>> BEGIN
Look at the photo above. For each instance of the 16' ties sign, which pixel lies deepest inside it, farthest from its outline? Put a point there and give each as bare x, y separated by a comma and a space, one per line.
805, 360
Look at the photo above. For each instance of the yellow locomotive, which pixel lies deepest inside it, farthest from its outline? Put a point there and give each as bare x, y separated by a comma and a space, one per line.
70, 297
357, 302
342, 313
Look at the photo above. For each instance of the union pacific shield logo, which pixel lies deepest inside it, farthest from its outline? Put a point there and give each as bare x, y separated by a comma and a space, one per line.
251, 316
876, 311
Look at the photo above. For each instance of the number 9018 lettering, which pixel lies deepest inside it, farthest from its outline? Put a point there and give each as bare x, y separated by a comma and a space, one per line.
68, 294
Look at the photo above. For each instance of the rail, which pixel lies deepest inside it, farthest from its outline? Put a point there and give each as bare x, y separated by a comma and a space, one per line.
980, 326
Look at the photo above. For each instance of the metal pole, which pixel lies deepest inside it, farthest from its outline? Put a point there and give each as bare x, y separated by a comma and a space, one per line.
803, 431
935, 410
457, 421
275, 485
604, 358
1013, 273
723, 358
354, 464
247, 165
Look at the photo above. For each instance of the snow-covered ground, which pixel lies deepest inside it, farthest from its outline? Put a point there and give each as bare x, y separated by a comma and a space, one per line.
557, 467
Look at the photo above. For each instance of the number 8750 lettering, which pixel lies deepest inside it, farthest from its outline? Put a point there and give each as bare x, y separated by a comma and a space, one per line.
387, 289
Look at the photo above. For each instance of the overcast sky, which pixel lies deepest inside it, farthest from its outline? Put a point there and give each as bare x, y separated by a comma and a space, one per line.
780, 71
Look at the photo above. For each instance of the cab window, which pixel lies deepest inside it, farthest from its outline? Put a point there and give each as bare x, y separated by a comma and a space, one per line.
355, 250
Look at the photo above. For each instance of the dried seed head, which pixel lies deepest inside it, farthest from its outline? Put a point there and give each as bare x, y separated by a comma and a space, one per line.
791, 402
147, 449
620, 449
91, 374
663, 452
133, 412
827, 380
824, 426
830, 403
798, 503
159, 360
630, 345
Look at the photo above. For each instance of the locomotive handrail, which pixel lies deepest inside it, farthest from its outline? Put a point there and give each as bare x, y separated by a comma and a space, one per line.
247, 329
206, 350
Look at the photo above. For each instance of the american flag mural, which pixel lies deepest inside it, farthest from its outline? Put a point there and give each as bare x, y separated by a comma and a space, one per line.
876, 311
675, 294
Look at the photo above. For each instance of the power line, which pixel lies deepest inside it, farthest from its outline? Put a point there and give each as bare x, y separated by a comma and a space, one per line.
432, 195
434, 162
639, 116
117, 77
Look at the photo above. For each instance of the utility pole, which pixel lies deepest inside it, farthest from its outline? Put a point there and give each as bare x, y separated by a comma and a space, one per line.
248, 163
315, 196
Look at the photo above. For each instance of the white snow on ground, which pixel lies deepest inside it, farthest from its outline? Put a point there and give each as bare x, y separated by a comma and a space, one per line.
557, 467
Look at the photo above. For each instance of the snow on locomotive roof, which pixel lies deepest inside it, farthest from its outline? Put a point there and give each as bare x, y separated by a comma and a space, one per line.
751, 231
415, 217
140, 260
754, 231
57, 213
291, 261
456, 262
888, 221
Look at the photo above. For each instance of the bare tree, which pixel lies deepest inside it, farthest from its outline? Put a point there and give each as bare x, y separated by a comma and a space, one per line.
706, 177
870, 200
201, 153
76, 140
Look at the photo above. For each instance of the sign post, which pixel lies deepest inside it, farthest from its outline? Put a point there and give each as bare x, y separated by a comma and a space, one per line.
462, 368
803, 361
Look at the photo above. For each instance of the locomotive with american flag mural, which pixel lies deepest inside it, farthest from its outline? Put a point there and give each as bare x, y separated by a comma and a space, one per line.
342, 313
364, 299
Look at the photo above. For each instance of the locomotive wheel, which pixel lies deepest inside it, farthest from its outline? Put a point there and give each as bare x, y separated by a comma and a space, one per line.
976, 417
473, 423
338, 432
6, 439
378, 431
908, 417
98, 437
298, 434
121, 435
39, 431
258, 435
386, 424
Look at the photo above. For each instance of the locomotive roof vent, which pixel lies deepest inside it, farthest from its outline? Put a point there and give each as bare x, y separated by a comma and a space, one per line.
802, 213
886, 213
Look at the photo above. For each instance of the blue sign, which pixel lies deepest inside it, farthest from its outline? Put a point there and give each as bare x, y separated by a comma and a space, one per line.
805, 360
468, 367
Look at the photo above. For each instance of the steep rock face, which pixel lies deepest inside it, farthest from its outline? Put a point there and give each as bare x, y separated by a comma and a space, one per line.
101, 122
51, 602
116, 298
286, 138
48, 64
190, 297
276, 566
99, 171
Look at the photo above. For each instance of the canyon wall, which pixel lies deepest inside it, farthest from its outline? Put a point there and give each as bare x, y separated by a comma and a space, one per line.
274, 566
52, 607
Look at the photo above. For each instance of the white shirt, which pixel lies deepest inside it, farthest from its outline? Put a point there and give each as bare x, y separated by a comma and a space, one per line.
>> END
> _What to work on_
Everything from the line containing "Look at the photo above. For each instance of the canyon" to the end of the records must be written out exactly; include both of those lines and no others.

> _Answer to the exercise_
Look at the photo above. For each instance of the canyon wall, which pixel lies deepest inside it, farthest from its outline? Put a point there and give each as bare x, y separated by a comma and a space, one per line.
274, 566
52, 607
Look at the photo above. For each instance of the white shirt, which pixel lies deepest inside it, farthest from its outline? Put a point there and give each as bare x, y separated by a comma and a space, one per line.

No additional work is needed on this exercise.